▶ **TASK STATEMENT**
Only the lines that include "instance" should be copied from the data below.

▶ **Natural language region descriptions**
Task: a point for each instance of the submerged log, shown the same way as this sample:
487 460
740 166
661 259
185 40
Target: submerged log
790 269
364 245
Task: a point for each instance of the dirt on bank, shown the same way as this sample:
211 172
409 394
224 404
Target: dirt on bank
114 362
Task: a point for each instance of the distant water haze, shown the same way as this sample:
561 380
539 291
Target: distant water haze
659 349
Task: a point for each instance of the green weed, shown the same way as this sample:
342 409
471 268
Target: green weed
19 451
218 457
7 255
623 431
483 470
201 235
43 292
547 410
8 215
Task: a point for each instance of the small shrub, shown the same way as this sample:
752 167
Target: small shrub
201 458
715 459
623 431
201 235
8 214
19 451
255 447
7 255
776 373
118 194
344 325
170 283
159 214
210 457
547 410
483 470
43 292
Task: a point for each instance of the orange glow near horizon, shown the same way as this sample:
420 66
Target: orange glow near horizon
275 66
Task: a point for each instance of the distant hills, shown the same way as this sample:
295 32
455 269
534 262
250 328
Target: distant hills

▶ **COMPLETED TASK**
Task: a point for each instance of the submerged log, shown the same way as this sample:
Task: a point for each instance of the dirt on bank, shown the same way as this sample:
Task: a point for each instance of the distant water haze, shown the same way as this sample:
Task: a point for each instance of the green weed, shown the same way as this sample:
Task: a point for each instance of the small shrub, shown the same way as this sample:
Task: a point for each instance of the orange glow near horizon, shown the same way as this sample:
Task: a point for each instance of the distant hills, shown the same way as this sample:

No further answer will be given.